# Exercice a
Dans l'extrait sur les moyens de paiement en Belgique, reformulez sous forme de liste concise le paragraphe qui commence par « Pour autant, les paiements en espèces » en conservant ses faits principaux.

========================

Au fil des ans, les paiements par carte gagnent même du terrain, au détriment du cash. L’an dernier, assure-t-on chez Bancontact Payconiq Company, les Belges ont utilisé leur carte plus de deux milliards de fois pour payer ou retirer de l’argent. En 2022, abonde la Banque centrale européenne, 48% des transactions financières s’appuyaient sur une carte et moins de 5%, sur un appareil mobile, smartphone ou montre connectée, par exemple. En revanche, la carte prédominait (56%) en valeur des opérations, devant le cash (29%) et les applications mobiles (5%). Les paiements sans contact ont le vent en poupe: si on n’en recensait que 16% dans les paiements par carte en 2019, ils avaient grimpé à 39% en 2022, en Belgique. Très loin pourtant des 88% enregistrés à Chypre.

Pour autant, les paiements en espèces ne sont pas jetés dans les oubliettes de l’histoire bancaire, loin s’en faut. En 2022, 45% des achats opérés dans des points de vente étaient réglés au moyen de pièces et de billets. Un chiffre, certes, en recul par rapport à 2019, lorsque le cash représentait encore 58% des transactions, mais non négligeable pour autant. «Cette popularité de l’argent liquide se manifeste principalement dans les poches des Belges puisque quatre répondants sur dix ont « généralement » ou « toujours » de l’argent liquide sur eux lorsqu’ils sont à l’extérieur, indique Valéry Halloy, porte-parole de BNP Paribas Fortis, en s’appuyant sur une enquête réalisée en 2023 par sa filiale de la marque Nickel. Mais, paradoxalement, seuls 6% affirment payer toujours en espèces pour leurs achats. Cette observation semble conforter la place occupée par le cash en tant que réserve de valeur et moins en tant qu’outil de paiement.»

========================

# Exercice b
Convertissez en liste JSON de chaînes, à raison d'une chaîne par ligne et sans les lignes vides, les lignes des enregistrements comprises entre le début de ceux-ci et la ligne contenant « [(633, 127), (639, 142)] », bornes incluses. Excluez les images de la réponse.

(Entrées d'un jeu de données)
========================

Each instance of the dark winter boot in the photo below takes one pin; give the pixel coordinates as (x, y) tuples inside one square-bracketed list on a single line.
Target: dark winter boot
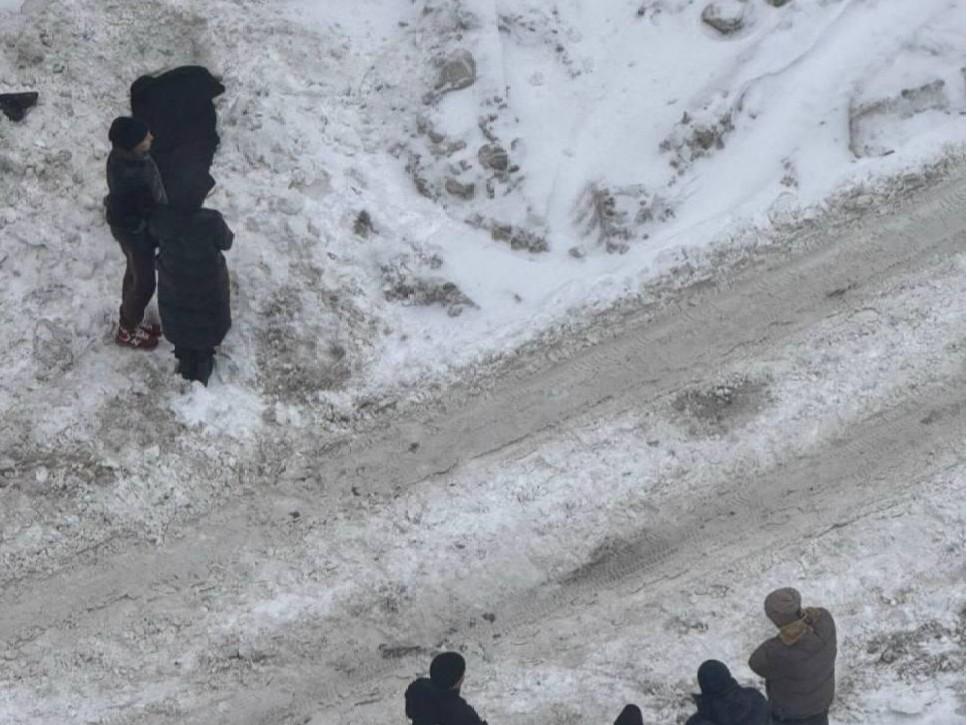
[(138, 338)]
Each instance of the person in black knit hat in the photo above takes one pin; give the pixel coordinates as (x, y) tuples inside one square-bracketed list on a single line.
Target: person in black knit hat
[(436, 700), (134, 190), (724, 702), (631, 715)]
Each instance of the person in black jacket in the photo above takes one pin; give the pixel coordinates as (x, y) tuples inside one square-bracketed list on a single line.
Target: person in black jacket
[(134, 190), (436, 700), (193, 288), (724, 702), (178, 106)]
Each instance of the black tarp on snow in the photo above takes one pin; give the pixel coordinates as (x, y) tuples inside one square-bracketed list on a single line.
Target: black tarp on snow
[(177, 106)]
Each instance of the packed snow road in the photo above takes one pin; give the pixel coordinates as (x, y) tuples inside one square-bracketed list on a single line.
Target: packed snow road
[(587, 528)]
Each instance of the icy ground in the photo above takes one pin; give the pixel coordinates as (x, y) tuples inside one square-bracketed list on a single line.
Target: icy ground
[(398, 232)]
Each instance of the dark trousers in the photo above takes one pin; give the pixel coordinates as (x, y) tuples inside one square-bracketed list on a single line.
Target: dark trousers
[(821, 719), (195, 364), (139, 275)]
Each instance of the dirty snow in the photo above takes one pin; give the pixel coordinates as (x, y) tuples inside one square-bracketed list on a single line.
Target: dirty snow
[(393, 234)]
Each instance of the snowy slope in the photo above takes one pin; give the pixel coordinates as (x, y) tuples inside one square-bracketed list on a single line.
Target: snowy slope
[(633, 127), (639, 142)]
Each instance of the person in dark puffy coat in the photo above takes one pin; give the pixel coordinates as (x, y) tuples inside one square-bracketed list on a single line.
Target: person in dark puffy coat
[(193, 285), (799, 663), (436, 700), (135, 188), (723, 702)]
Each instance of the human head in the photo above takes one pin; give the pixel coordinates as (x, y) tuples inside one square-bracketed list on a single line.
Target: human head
[(130, 134), (631, 715), (446, 670), (714, 678), (783, 606)]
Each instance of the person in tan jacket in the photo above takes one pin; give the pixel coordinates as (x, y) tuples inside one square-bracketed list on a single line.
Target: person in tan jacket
[(798, 664)]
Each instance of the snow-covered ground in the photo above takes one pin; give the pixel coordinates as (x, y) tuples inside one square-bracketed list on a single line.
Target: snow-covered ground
[(397, 233)]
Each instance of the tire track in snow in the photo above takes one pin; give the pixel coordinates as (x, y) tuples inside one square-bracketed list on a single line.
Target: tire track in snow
[(906, 443), (660, 353)]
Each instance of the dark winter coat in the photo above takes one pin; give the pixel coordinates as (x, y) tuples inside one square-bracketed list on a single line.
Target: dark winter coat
[(428, 705), (134, 189), (193, 292), (177, 106), (799, 665), (735, 706)]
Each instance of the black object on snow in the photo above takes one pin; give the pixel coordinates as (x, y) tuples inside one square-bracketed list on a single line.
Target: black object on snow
[(177, 106), (15, 105)]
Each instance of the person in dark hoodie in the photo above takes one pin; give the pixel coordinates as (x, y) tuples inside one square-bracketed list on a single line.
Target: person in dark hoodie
[(193, 288), (799, 663), (134, 190), (631, 715), (436, 700), (723, 702)]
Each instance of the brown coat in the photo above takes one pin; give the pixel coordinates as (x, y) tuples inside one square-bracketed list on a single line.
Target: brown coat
[(798, 665)]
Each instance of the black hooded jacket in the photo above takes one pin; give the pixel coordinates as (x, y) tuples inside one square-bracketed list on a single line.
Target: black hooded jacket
[(193, 291), (734, 706), (177, 106), (428, 705)]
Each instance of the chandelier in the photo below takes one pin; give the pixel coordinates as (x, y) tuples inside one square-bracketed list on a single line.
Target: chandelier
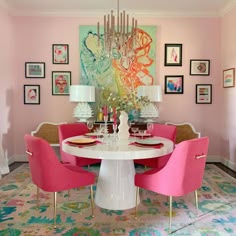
[(119, 37)]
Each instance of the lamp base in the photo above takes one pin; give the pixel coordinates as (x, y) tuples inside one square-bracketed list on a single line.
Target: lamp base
[(82, 112)]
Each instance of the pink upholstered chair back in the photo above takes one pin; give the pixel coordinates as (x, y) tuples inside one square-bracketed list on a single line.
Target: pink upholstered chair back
[(69, 130), (165, 131), (183, 173), (46, 170)]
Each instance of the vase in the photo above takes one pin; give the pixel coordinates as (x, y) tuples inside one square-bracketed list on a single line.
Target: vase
[(123, 127)]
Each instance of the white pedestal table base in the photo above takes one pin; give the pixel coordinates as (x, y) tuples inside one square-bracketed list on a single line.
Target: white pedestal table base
[(115, 188)]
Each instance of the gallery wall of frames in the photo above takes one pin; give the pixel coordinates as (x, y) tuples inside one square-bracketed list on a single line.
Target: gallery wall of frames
[(173, 83)]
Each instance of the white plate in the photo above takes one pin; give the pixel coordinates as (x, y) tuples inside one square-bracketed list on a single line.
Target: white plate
[(82, 141), (148, 142), (93, 134)]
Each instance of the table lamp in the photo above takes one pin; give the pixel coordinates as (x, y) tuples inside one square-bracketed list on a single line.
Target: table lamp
[(82, 94), (154, 94)]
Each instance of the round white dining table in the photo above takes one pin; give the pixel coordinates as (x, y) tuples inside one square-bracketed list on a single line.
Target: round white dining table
[(115, 187)]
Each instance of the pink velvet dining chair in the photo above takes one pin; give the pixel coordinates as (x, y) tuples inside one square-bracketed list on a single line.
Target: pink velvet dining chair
[(69, 130), (165, 131), (182, 174), (50, 175)]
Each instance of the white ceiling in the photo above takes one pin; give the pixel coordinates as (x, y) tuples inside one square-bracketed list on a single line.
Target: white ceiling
[(136, 7)]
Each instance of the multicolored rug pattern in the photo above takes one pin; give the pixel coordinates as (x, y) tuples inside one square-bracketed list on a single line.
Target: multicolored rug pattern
[(19, 214)]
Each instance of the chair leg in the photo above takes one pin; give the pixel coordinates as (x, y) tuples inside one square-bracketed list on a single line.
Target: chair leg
[(37, 197), (55, 209), (92, 200), (170, 213), (196, 200), (136, 206)]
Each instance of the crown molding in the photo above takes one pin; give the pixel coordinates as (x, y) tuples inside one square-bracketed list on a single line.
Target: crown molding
[(100, 14)]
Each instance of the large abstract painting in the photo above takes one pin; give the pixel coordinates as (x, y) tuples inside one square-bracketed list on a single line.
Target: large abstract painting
[(121, 74)]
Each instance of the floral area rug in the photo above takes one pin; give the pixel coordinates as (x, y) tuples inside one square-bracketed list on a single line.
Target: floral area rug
[(19, 214)]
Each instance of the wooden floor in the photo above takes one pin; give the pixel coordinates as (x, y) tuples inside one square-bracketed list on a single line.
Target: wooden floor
[(14, 165)]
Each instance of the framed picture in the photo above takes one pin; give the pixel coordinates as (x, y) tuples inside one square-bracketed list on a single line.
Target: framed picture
[(203, 93), (228, 78), (60, 54), (173, 54), (200, 67), (35, 70), (174, 84), (31, 94), (61, 81)]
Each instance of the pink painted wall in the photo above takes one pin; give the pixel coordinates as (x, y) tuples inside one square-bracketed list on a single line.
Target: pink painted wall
[(201, 39), (7, 78), (228, 95)]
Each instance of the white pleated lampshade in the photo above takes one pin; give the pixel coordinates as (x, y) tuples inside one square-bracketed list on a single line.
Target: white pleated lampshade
[(82, 93), (153, 92)]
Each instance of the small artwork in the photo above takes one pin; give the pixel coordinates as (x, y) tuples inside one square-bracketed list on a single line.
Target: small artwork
[(35, 70), (174, 84), (32, 94), (61, 81), (173, 54), (203, 93), (228, 78), (200, 67), (60, 54)]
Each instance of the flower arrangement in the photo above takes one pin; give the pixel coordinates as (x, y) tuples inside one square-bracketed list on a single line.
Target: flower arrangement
[(125, 103)]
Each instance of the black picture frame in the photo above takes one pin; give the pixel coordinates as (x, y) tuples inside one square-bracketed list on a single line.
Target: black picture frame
[(174, 84), (60, 53), (35, 70), (200, 67), (61, 81), (203, 93), (31, 94), (173, 54)]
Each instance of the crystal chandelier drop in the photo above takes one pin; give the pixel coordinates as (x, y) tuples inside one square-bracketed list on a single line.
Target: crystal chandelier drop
[(119, 37)]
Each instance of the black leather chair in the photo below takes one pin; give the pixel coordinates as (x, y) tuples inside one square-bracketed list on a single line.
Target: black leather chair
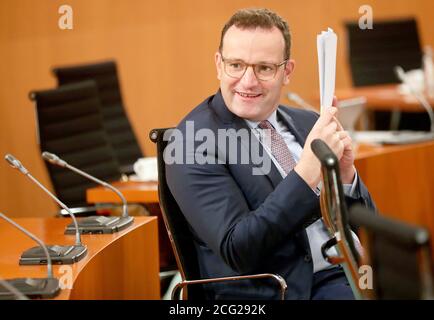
[(116, 122), (334, 212), (69, 124), (399, 255), (373, 55), (181, 236)]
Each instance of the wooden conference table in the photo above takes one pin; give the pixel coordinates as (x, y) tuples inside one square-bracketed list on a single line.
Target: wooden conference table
[(383, 98), (123, 265), (399, 178)]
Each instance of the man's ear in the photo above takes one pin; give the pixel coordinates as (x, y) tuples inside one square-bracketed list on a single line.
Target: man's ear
[(289, 68), (218, 64)]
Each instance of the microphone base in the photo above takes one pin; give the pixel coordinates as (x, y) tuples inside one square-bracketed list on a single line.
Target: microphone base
[(33, 288), (59, 255), (100, 225)]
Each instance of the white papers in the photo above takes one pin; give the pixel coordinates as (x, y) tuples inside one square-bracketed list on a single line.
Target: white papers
[(326, 46)]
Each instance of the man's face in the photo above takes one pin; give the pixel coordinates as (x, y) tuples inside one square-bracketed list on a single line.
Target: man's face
[(248, 97)]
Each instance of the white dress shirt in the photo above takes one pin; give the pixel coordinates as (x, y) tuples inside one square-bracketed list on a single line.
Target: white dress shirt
[(316, 232)]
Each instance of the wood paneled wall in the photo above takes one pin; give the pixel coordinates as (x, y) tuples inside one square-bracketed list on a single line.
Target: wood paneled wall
[(164, 51)]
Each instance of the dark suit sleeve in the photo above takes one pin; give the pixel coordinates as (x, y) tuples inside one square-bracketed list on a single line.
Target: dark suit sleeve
[(216, 209), (361, 196)]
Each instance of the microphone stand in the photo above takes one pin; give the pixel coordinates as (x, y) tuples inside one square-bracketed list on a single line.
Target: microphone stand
[(58, 254), (31, 287), (95, 224)]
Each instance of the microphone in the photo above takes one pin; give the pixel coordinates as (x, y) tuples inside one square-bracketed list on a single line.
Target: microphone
[(32, 287), (5, 285), (59, 254), (399, 71), (95, 224)]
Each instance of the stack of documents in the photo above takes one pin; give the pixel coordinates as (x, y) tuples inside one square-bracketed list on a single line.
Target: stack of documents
[(327, 45)]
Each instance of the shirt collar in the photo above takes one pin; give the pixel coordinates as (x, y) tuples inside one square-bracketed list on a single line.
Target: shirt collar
[(272, 119)]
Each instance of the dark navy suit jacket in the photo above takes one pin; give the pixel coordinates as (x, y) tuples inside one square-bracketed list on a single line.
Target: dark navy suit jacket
[(245, 223)]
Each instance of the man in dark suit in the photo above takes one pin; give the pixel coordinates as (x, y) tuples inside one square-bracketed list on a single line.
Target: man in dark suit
[(249, 215)]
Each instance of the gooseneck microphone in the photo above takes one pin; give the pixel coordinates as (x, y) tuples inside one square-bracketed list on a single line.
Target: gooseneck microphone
[(13, 291), (95, 224), (31, 287), (400, 73), (59, 254)]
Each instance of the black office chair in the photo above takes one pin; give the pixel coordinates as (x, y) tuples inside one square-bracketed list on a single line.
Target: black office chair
[(116, 122), (69, 124), (181, 236), (373, 55), (399, 254), (334, 212)]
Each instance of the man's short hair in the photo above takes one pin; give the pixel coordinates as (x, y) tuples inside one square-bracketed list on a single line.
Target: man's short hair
[(262, 18)]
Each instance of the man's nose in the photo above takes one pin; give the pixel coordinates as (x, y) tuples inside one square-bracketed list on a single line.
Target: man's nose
[(249, 78)]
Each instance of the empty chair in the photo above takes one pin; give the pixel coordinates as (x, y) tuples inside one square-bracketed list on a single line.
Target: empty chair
[(181, 237), (69, 124), (373, 53), (399, 255), (115, 119)]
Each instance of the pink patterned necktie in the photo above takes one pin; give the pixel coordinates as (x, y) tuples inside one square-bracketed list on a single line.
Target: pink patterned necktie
[(279, 149)]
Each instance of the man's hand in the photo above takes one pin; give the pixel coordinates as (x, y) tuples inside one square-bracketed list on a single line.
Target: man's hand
[(346, 162), (327, 129)]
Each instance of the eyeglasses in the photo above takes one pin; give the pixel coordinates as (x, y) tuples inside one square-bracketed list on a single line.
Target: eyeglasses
[(263, 71)]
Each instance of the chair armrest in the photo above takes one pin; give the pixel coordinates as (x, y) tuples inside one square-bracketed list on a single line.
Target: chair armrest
[(86, 210), (184, 283)]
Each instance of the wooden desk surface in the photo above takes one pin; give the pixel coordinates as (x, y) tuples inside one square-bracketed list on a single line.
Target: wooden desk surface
[(399, 178), (401, 181), (383, 98), (133, 191), (122, 265)]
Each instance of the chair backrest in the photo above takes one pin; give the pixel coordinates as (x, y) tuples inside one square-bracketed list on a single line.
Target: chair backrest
[(373, 53), (69, 124), (399, 255), (335, 214), (180, 234), (116, 122)]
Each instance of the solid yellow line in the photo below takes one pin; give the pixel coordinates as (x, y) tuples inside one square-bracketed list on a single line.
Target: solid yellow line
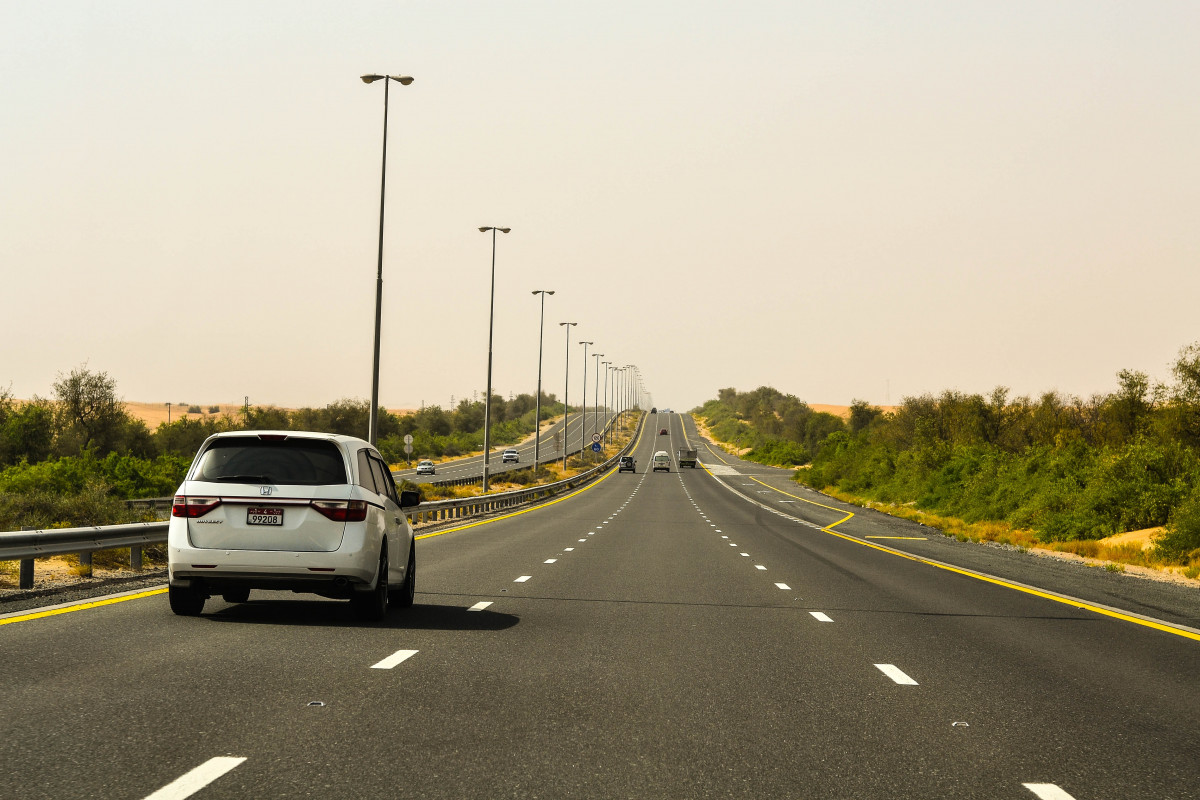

========================

# Réponse finale a
- En 2022, 45 % des achats en points de vente étaient réglés en pièces et billets, contre 58 % en 2019 : un recul, mais une part non négligeable.
- Selon Valéry Halloy, porte-parole de BNP Paribas Fortis, qui s'appuie sur une enquête menée en 2023 par la filiale de la marque Nickel, quatre répondants sur dix ont « généralement » ou « toujours » de l'argent liquide sur eux à l'extérieur.
- Seuls 6 % déclarent pourtant payer toujours en espèces.
- Le cash semble donc servir davantage de réserve de valeur que d'outil de paiement.

# Réponse finale b
[
  "Each instance of the dark winter boot in the photo below takes one pin; give the pixel coordinates as (x, y) tuples inside one square-bracketed list on a single line.",
  "Target: dark winter boot",
  "[(138, 338)]",
  "Each instance of the person in black knit hat in the photo above takes one pin; give the pixel coordinates as (x, y) tuples inside one square-bracketed list on a single line.",
  "Target: person in black knit hat",
  "[(436, 700), (134, 190), (724, 702), (631, 715)]",
  "Each instance of the person in black jacket in the photo above takes one pin; give the pixel coordinates as (x, y) tuples inside one square-bracketed list on a single line.",
  "Target: person in black jacket",
  "[(134, 190), (436, 700), (193, 288), (724, 702), (178, 106)]",
  "Each instance of the black tarp on snow in the photo above takes one pin; give the pixel coordinates as (x, y) tuples inside one square-bracketed list on a single line.",
  "Target: black tarp on snow",
  "[(177, 106)]",
  "Each instance of the packed snow road in the photo above takes one pin; give the pixel coordinates as (x, y) tuples inside one square-bracketed list on a single line.",
  "Target: packed snow road",
  "[(587, 528)]",
  "Each instance of the icy ground in the photo above takes one pin; give the pixel coordinates as (x, y) tuples inside one square-bracketed list on a single line.",
  "Target: icy ground",
  "[(398, 232)]",
  "Each instance of the dark trousers in the photo above takes one pin; give the pixel coordinates as (x, y) tuples inside one square-bracketed list on a single line.",
  "Target: dark trousers",
  "[(821, 719), (195, 364), (139, 275)]",
  "Each instance of the dirty snow in the photo above takes one pin; give the pixel coordinates as (x, y) tuples inside one square-bracketed list on a single line.",
  "Target: dirty snow",
  "[(393, 234)]",
  "Each instance of the snowy slope in the photo above takes one pin; give the pixel coordinates as (x, y) tuples inside one square-bracketed list on a single line.",
  "Target: snowy slope",
  "[(633, 127), (639, 142)]"
]